● Selected text
......
[This is a review of Childhood’s End Night Two. There will be SPOILERS.]
Childhood’s End Night One introduced the world to the Overlords and their ever-present promise the invasion was for our own good. While the first episode was something of a slow burn, focused on delivering a lot of information, the second part of the three-part miniseries takes a sharp turn in direction and brings forward new characters and a more chilling threat. With the devilish reveal of Karellen’s (Charles Dance) true form at the end of Night One, we jump off the high dive into a much darker and seemingly more complex story.
First, we have to talk about the reveal of Karellen’s form. A devil holding hands with children doesn’t make him any less horrifying. Kudos to the costume designers and visual team for making Charles Dance even more terrifying than before. Karellen is the eight-foot embodiment of Satan (something that’s familiar to Dance and anyone who’s seen the 1986 Eddie Murphy action-comedy The Golden Child), horned wings and all. His appearance shapes the audience’s view of what they were watching. The downside is that story almost hits you over the head with metaphor at this point. The world is willing to accept begin given a utopia, even though it’s handed to them by evil incarnate.
Night Two picks up four years after Karellen’s reveal and Earth has placidly fallen into a stupor. Religion and science are almost totally eradicated, with the exception of billionaire Rupert Boyce’s (Julian McMahon) Boyce Institute, which just happens to work hand-in-hand with Karellen. Here we find Milo (Osy Ikhile), now grown after the Overlords saved his life 19 years ago. Milo is still frantic with scientific curiosity and seems to be the only one who pays attention to the fact the Overlords have never clued humanity in on where they are from.
Back in the United States, Ricky and his now-wife Ellie are unsuccessfully trying for children. Another quick visit from Karellen reveals Ricky is terminally ill from his time on the Overlords ship all those years ago. Meanwhile, the Overlords are paying particular attention to the Greggson family. The importance of this specific family is not made immediately clear, which offers a bit of intrigue amongst all the catching up the episode is doing. Like the mystery behind the Overlords themselves, there’s not a lot of rhyme or reason in the script as to why these characters are important or how they are connected. Perhaps there’s not meant to be. Mother Amy (Hayley Magnus) and son Tom (Lachlan Roland-Kenn) are altered by alien scanning, while dad Jake (Ashley Zukerman) is left trying to find answers. Enter religious zealot Peretta Jones (Yael Stone), who manages to ineffectively close the story loop between the Greggson family and Ellie.
......
● Short problem 1
Decide whether each statement below agrees with the Childhood's End review. Answer yes or no for each, and quote the words of the review that settle it.
(a) Night Two begins four years after Karellen's reveal.
(b) Religion and science have been wiped out with no exception.
(c) The reason the Greggson family matters is made clear right away.

(Location labeling entries)
......
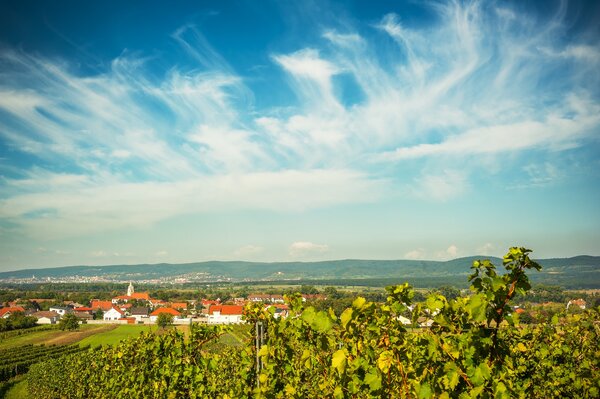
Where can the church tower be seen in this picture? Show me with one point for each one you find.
(130, 289)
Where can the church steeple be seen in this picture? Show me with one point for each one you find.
(130, 290)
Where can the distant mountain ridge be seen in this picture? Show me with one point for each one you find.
(579, 271)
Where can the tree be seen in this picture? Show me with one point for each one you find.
(69, 322)
(98, 314)
(164, 320)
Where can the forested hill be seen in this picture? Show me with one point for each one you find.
(579, 271)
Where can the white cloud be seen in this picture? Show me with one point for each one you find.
(86, 208)
(415, 254)
(486, 249)
(302, 249)
(149, 148)
(248, 251)
(440, 187)
(452, 251)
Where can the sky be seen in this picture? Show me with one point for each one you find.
(134, 132)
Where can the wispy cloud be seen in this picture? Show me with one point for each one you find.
(307, 249)
(125, 148)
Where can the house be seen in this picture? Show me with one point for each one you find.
(85, 309)
(61, 310)
(179, 305)
(225, 314)
(46, 317)
(259, 298)
(278, 310)
(313, 297)
(139, 313)
(157, 302)
(102, 305)
(5, 312)
(577, 302)
(266, 298)
(83, 315)
(113, 313)
(171, 311)
(206, 304)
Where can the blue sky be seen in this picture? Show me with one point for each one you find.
(148, 132)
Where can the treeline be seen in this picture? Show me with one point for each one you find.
(474, 348)
(16, 321)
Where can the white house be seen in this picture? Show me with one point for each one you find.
(61, 310)
(171, 311)
(113, 313)
(225, 314)
(46, 317)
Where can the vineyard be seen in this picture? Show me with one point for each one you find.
(474, 348)
(17, 361)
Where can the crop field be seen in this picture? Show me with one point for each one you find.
(115, 335)
(54, 337)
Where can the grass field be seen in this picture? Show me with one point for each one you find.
(55, 337)
(116, 335)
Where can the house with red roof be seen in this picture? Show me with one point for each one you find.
(5, 312)
(102, 305)
(179, 305)
(171, 311)
(225, 314)
(114, 313)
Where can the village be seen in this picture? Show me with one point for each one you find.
(139, 308)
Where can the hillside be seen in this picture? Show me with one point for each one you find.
(579, 271)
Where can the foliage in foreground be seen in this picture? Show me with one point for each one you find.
(474, 349)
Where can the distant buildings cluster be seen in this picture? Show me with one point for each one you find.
(139, 307)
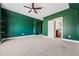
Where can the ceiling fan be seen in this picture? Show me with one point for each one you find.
(33, 8)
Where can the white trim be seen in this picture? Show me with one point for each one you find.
(70, 40)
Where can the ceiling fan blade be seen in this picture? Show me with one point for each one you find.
(32, 5)
(27, 7)
(30, 10)
(35, 11)
(38, 8)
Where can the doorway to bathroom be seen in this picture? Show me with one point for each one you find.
(55, 28)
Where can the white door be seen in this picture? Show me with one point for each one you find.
(51, 28)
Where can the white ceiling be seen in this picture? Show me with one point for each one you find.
(47, 8)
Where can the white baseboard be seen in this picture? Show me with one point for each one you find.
(71, 40)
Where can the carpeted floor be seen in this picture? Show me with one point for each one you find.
(38, 46)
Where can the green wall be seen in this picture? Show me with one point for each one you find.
(18, 24)
(70, 17)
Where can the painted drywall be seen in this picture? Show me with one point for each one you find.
(75, 6)
(0, 21)
(18, 24)
(70, 18)
(47, 8)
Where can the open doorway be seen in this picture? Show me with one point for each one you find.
(55, 28)
(58, 27)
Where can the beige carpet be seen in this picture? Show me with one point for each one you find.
(38, 46)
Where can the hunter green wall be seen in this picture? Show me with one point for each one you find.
(0, 21)
(18, 24)
(75, 6)
(70, 17)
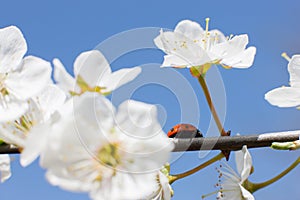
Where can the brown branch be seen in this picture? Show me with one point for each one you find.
(235, 142)
(232, 143)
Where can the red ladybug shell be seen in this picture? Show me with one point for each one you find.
(184, 131)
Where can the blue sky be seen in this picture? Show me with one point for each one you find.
(64, 29)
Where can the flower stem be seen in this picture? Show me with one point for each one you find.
(211, 105)
(257, 186)
(176, 177)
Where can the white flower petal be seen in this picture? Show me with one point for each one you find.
(35, 142)
(246, 195)
(5, 167)
(284, 97)
(33, 76)
(62, 78)
(50, 99)
(118, 78)
(173, 61)
(294, 71)
(190, 29)
(92, 67)
(94, 109)
(243, 163)
(12, 49)
(183, 47)
(138, 118)
(12, 110)
(75, 155)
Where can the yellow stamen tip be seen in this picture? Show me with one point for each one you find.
(284, 55)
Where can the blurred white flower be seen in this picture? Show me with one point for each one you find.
(163, 191)
(40, 109)
(5, 167)
(232, 187)
(110, 155)
(191, 46)
(20, 78)
(92, 73)
(287, 96)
......
● Short problem 2
Identify every line in the entries that contains the string "flower", and copy each of those lines.

● Exercise solution 1
(a) Yes: "Night Two picks up four years after Karellen’s reveal"
(b) No: "Religion and science are almost totally eradicated, with the exception of billionaire Rupert Boyce’s (Julian McMahon) Boyce Institute"
(c) No: "The importance of this specific family is not made immediately clear"

● Exercise solution 2
Where can the flower stem be seen in this picture? Show me with one point for each one you find.
Where can the white flower petal be seen in this picture? Show me with one point for each one you find.
Where can the blurred white flower be seen in this picture? Show me with one point for each one you find.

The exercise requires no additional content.